● **Supplied data**
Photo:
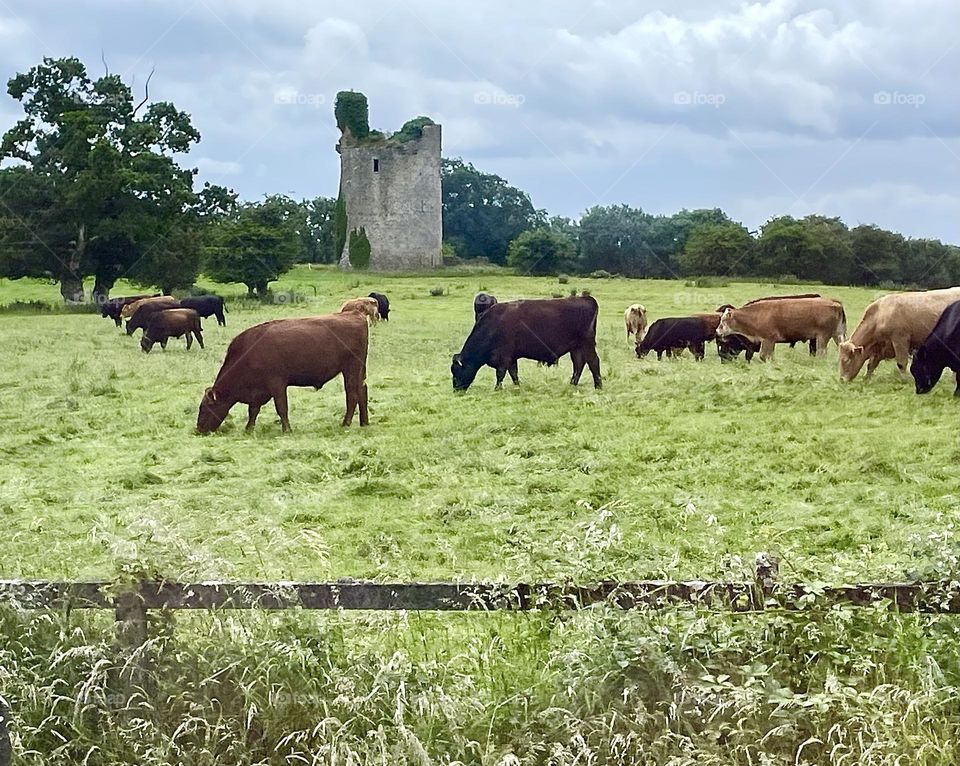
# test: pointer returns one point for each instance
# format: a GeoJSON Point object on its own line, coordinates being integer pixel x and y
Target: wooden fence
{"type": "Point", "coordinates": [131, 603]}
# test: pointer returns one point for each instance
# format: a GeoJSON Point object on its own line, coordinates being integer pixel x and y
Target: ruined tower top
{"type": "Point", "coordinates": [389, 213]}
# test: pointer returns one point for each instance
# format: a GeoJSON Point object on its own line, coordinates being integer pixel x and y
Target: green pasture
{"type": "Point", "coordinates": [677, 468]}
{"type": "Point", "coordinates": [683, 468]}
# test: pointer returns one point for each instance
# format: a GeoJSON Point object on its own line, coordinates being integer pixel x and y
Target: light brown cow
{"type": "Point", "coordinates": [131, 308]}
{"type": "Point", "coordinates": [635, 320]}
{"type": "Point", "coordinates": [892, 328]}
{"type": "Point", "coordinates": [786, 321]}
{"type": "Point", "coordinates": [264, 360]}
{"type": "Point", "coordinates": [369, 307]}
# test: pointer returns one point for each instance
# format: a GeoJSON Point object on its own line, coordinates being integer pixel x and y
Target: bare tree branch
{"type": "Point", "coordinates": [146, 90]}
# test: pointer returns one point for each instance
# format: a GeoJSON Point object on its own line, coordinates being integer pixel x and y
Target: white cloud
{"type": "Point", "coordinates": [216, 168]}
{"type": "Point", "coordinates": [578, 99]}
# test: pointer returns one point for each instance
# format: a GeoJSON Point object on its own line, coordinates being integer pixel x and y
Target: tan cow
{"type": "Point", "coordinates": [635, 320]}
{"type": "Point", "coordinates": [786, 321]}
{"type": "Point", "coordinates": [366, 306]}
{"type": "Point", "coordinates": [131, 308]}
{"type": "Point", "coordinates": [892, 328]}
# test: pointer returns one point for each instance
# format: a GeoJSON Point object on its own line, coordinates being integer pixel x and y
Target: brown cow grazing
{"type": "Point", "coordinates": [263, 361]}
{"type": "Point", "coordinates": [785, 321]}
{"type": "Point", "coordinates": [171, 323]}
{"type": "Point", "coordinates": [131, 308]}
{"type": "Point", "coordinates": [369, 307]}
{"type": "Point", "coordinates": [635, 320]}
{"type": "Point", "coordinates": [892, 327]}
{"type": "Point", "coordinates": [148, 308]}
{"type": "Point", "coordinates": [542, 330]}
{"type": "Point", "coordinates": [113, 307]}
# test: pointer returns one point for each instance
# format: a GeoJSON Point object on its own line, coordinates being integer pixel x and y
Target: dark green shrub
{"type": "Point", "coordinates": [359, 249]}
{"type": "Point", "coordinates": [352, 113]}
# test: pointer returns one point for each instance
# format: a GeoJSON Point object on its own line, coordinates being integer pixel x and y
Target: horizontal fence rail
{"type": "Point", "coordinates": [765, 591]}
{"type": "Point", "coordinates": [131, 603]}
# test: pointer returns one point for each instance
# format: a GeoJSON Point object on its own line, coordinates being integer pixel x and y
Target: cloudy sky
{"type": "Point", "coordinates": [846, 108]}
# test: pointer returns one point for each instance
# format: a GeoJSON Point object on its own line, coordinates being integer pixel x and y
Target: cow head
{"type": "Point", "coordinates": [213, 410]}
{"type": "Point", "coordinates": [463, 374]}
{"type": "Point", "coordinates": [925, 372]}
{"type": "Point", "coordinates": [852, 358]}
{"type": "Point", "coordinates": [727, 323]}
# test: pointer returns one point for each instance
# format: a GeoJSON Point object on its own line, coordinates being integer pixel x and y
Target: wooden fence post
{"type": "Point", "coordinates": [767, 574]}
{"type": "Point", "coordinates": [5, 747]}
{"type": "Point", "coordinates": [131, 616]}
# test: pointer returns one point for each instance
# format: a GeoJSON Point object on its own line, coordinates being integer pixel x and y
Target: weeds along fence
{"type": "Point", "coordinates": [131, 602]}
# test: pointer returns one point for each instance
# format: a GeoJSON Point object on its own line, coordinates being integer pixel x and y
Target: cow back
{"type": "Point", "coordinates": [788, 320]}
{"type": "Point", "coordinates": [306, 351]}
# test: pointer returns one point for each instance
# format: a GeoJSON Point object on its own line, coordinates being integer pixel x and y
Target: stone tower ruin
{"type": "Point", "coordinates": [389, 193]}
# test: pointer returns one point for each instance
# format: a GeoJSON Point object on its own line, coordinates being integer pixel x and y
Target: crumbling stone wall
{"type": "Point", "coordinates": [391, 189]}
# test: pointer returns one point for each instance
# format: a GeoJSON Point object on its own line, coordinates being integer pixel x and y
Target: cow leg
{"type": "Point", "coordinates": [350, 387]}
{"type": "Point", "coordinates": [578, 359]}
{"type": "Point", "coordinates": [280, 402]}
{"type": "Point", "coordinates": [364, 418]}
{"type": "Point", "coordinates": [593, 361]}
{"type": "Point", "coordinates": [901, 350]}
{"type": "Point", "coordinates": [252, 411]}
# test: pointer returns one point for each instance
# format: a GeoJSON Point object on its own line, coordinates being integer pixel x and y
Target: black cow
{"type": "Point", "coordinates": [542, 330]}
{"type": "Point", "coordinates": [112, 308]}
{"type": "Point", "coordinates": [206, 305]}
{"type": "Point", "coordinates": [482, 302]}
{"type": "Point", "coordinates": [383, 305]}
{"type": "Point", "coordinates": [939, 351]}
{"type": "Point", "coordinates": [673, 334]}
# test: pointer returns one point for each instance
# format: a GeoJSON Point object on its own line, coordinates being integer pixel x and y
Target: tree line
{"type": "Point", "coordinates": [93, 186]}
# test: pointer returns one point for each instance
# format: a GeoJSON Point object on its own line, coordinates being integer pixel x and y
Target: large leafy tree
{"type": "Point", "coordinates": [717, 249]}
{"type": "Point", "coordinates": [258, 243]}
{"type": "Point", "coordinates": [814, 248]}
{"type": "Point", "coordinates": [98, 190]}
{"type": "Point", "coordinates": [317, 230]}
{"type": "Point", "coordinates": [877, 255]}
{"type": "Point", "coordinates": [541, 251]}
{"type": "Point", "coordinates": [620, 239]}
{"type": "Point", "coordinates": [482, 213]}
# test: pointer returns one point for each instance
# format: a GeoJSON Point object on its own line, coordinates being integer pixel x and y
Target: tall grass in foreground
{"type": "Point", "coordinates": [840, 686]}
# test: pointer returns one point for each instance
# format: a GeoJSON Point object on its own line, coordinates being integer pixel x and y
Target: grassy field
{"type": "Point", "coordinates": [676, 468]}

● **Task to complete**
Omit pictures; set down the rest of the material word for word.

● **Full answer**
Photo:
# test: pointer returns one point for each instance
# format: a GeoJSON Point object on its own line, coordinates being integer pixel x and y
Target: wooden fence
{"type": "Point", "coordinates": [131, 603]}
# test: pointer returns one point for each instance
# format: a GeoJSON Point object on its own line, coordinates being integer pixel x and y
Target: ruined tower top
{"type": "Point", "coordinates": [389, 213]}
# test: pointer returns one point for each instance
# format: a GeoJSON Point object on its own line, coordinates being integer pixel x and y
Target: green pasture
{"type": "Point", "coordinates": [677, 468]}
{"type": "Point", "coordinates": [683, 468]}
# test: pointer returns one point for each instance
# format: a GeoJSON Point object on its own line, coordinates being integer pixel x and y
Target: light brown cow
{"type": "Point", "coordinates": [131, 308]}
{"type": "Point", "coordinates": [635, 320]}
{"type": "Point", "coordinates": [892, 328]}
{"type": "Point", "coordinates": [786, 321]}
{"type": "Point", "coordinates": [264, 360]}
{"type": "Point", "coordinates": [369, 307]}
# test: pointer returns one point for each instance
# format: a GeoJSON Point object on its own line, coordinates being integer pixel x and y
Target: bare tree branch
{"type": "Point", "coordinates": [146, 90]}
# test: pointer returns one point for each instance
# format: a GeoJSON Point object on its own line, coordinates being integer pixel x and y
Target: white cloud
{"type": "Point", "coordinates": [216, 168]}
{"type": "Point", "coordinates": [578, 99]}
# test: pointer returns one point for each instance
# format: a GeoJSON Point object on its own line, coordinates being integer pixel x and y
Target: tan cow
{"type": "Point", "coordinates": [635, 320]}
{"type": "Point", "coordinates": [786, 321]}
{"type": "Point", "coordinates": [366, 306]}
{"type": "Point", "coordinates": [131, 308]}
{"type": "Point", "coordinates": [892, 328]}
# test: pointer returns one point for each instance
# format: a GeoJSON Point object on its own line, coordinates being integer pixel x and y
Target: brown cow grazing
{"type": "Point", "coordinates": [263, 361]}
{"type": "Point", "coordinates": [785, 321]}
{"type": "Point", "coordinates": [171, 323]}
{"type": "Point", "coordinates": [131, 308]}
{"type": "Point", "coordinates": [369, 307]}
{"type": "Point", "coordinates": [635, 320]}
{"type": "Point", "coordinates": [892, 327]}
{"type": "Point", "coordinates": [148, 308]}
{"type": "Point", "coordinates": [542, 330]}
{"type": "Point", "coordinates": [113, 307]}
# test: pointer returns one point for each instance
# format: a GeoJSON Point object on its own line, coordinates being integer pixel x and y
Target: dark green shrub
{"type": "Point", "coordinates": [359, 249]}
{"type": "Point", "coordinates": [352, 113]}
# test: pointer returns one point for each instance
# format: a GeoJSON Point object on its own line, coordinates being integer pixel x and y
Target: horizontal fence rail
{"type": "Point", "coordinates": [765, 591]}
{"type": "Point", "coordinates": [131, 603]}
# test: pointer returns one point for each instance
# format: a GeoJSON Point object on its own line, coordinates being integer pixel x and y
Target: cloudy sky
{"type": "Point", "coordinates": [846, 108]}
# test: pointer returns one point for each instance
# format: a GeoJSON Point object on its own line, coordinates being integer pixel x and y
Target: cow head
{"type": "Point", "coordinates": [213, 410]}
{"type": "Point", "coordinates": [463, 374]}
{"type": "Point", "coordinates": [925, 372]}
{"type": "Point", "coordinates": [852, 358]}
{"type": "Point", "coordinates": [727, 323]}
# test: pointer returns one point for each instance
# format: a GeoJSON Point object on its own line, coordinates being integer pixel x and y
Target: wooden fence post
{"type": "Point", "coordinates": [767, 574]}
{"type": "Point", "coordinates": [5, 747]}
{"type": "Point", "coordinates": [131, 616]}
# test: pointer returns one point for each instance
# format: a GeoJSON Point object on its own line, coordinates being integer pixel x and y
Target: weeds along fence
{"type": "Point", "coordinates": [131, 602]}
# test: pointer returns one point for each instance
# format: a GeoJSON Point object on its own line, coordinates being integer pixel x and y
Target: cow back
{"type": "Point", "coordinates": [788, 320]}
{"type": "Point", "coordinates": [306, 351]}
# test: pointer returns one point for each instance
# format: a GeoJSON Point object on its own line, coordinates being integer pixel x and y
Target: stone tower ruin
{"type": "Point", "coordinates": [389, 193]}
# test: pointer returns one point for each instance
# format: a GeoJSON Point object on its own line, coordinates being integer pixel x and y
Target: crumbling stone wall
{"type": "Point", "coordinates": [391, 189]}
# test: pointer returns one point for each instance
# format: a GeoJSON Point object on its own line, coordinates being integer pixel x and y
Target: cow leg
{"type": "Point", "coordinates": [350, 387]}
{"type": "Point", "coordinates": [578, 359]}
{"type": "Point", "coordinates": [280, 402]}
{"type": "Point", "coordinates": [364, 418]}
{"type": "Point", "coordinates": [593, 361]}
{"type": "Point", "coordinates": [901, 350]}
{"type": "Point", "coordinates": [252, 411]}
# test: pointer returns one point for each instance
# format: a GeoJSON Point object on its own line, coordinates being integer pixel x and y
Target: black cow
{"type": "Point", "coordinates": [542, 330]}
{"type": "Point", "coordinates": [112, 308]}
{"type": "Point", "coordinates": [206, 305]}
{"type": "Point", "coordinates": [482, 302]}
{"type": "Point", "coordinates": [383, 305]}
{"type": "Point", "coordinates": [939, 351]}
{"type": "Point", "coordinates": [673, 334]}
# test: pointer returns one point for each instance
# format: a GeoJSON Point object on its own line, coordinates being integer pixel x and y
Target: tree line
{"type": "Point", "coordinates": [93, 186]}
# test: pointer returns one point for each instance
# format: a GeoJSON Point object on its own line, coordinates being integer pixel x and y
Target: large leafy tree
{"type": "Point", "coordinates": [717, 249]}
{"type": "Point", "coordinates": [258, 243]}
{"type": "Point", "coordinates": [814, 248]}
{"type": "Point", "coordinates": [98, 190]}
{"type": "Point", "coordinates": [317, 230]}
{"type": "Point", "coordinates": [877, 255]}
{"type": "Point", "coordinates": [541, 251]}
{"type": "Point", "coordinates": [620, 239]}
{"type": "Point", "coordinates": [482, 213]}
# test: pointer returns one point for each instance
# format: a GeoJSON Point object on its own line, coordinates being integer pixel x and y
Target: tall grass in foreground
{"type": "Point", "coordinates": [840, 686]}
# test: pointer returns one point for each instance
# format: a GeoJSON Point object on its own line, coordinates being integer pixel x and y
Target: grassy field
{"type": "Point", "coordinates": [676, 468]}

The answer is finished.